(Entries from a collection)
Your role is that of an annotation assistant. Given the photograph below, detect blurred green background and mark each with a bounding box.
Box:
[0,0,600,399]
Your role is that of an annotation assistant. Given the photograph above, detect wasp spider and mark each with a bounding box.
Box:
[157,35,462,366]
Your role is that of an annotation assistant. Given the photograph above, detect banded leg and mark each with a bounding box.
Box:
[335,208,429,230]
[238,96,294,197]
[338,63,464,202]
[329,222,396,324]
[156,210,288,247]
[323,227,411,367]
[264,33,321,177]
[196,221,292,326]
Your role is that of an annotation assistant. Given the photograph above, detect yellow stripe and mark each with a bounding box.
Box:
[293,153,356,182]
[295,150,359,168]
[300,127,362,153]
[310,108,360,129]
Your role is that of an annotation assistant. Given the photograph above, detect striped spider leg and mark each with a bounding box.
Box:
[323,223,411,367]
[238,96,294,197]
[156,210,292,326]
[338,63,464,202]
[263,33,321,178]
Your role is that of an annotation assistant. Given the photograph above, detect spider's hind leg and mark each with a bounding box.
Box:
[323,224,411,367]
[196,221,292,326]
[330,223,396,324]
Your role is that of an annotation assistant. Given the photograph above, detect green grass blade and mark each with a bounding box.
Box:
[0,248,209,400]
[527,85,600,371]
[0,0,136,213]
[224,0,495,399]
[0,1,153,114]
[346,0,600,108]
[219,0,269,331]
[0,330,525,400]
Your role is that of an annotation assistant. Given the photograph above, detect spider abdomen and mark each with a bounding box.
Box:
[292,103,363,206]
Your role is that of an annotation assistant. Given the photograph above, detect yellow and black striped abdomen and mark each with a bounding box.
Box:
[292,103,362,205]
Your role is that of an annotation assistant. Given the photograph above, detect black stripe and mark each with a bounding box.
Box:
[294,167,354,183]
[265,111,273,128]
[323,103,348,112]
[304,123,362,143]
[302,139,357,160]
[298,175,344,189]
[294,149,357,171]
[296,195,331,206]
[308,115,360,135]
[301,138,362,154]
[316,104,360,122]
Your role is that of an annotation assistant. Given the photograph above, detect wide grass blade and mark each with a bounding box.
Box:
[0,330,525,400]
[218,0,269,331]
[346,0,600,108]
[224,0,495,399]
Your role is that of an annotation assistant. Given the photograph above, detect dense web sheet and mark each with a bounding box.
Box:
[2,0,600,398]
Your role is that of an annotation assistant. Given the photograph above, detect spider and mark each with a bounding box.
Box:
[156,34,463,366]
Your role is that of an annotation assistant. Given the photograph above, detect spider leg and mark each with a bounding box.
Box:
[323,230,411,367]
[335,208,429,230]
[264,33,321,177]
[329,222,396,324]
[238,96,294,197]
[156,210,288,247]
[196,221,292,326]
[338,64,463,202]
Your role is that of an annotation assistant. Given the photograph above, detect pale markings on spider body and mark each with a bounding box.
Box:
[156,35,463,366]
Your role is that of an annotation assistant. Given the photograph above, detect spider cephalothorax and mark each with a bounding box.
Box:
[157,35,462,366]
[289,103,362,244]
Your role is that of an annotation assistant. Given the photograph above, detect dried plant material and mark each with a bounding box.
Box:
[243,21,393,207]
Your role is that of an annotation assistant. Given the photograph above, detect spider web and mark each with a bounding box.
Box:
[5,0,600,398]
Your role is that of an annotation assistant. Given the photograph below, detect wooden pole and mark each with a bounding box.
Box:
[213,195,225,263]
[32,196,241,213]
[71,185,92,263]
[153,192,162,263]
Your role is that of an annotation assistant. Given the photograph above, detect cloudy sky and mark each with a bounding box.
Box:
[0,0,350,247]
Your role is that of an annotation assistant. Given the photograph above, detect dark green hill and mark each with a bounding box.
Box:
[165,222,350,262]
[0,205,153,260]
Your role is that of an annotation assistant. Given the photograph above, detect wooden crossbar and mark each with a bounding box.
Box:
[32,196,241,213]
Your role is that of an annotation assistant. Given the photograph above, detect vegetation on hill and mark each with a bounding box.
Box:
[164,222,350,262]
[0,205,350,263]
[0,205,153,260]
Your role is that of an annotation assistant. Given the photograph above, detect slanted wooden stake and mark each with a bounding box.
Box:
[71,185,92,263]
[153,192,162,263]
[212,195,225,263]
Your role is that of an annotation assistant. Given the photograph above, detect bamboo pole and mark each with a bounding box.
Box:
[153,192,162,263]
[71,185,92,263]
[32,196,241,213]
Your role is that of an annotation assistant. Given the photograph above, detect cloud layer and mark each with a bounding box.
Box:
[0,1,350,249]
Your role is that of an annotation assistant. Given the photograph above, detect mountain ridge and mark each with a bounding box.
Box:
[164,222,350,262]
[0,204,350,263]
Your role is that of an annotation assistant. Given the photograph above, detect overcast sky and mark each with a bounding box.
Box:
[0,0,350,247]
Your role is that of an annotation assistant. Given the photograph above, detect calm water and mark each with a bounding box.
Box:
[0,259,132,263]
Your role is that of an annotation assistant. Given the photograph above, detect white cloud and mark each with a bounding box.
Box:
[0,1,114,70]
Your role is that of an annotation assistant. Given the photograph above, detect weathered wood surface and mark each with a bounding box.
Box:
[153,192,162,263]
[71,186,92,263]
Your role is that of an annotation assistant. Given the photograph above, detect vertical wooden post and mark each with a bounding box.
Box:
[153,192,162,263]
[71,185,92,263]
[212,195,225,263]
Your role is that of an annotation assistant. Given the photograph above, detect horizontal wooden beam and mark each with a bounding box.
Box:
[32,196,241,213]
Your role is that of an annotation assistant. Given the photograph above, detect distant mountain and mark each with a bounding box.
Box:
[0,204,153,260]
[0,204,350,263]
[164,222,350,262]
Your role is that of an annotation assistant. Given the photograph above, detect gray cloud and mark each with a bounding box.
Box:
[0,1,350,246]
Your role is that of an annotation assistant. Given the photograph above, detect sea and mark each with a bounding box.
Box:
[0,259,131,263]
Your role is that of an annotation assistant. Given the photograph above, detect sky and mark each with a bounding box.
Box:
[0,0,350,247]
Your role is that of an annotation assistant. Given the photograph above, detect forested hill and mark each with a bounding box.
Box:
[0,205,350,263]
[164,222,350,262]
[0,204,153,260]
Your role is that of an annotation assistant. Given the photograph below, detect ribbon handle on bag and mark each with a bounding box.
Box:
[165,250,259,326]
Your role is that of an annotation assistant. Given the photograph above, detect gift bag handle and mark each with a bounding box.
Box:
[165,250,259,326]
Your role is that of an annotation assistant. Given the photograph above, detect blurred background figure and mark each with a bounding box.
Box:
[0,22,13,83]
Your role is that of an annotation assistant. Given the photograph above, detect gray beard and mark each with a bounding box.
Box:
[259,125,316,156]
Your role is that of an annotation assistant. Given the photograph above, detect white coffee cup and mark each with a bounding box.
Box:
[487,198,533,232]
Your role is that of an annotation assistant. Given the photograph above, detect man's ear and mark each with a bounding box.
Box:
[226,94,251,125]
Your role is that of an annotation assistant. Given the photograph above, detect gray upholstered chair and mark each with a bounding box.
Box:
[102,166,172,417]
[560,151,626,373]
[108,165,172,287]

### Exercise details
Scale up the records from the line with "above, detect forested" through the last line of the records: rewrite every line, request lines included, and multiply each box coordinate by 2, rounding to whole numbers with halves going up.

### Written answer
Your role is that of an annotation assistant. Given the photograph above, detect forested hill and mark each with a bounding box.
Box:
[0,410,700,526]
[328,444,700,524]
[0,408,306,520]
Your role is that of an annotation assistant. Given the photograph below, detect ribbon handle on bag and mark each with a bounding box.
Box:
[330,500,518,652]
Your role is that of an annotation assistant. Given the photograph above, detect gift bag handle and mark each with a bounding box.
Box:
[330,500,518,652]
Your role is that of an annotation assistant. Given the photograph above, detect blurred background figure and mark each with a bounding box.
Box:
[0,44,26,166]
Your role is that of an annotation assistant. Given the photograph above, detect gray beard and mark each with a bounding box.
Box:
[518,250,632,312]
Your role is that of an annotation assistant. Given the photograph above, detect white coffee cup and mark each with a bounding box.
Box:
[974,396,1066,464]
Your role is that of an annotation assistant. Given the photograph above, detect man's ear and mark each with a bounding box.
Box:
[452,188,502,250]
Your role is that of an annotation assistant. Given the photograph above, detect gray upholstered chair and mark each with a bounding box.
Box:
[204,332,344,834]
[1120,302,1252,746]
[216,330,344,574]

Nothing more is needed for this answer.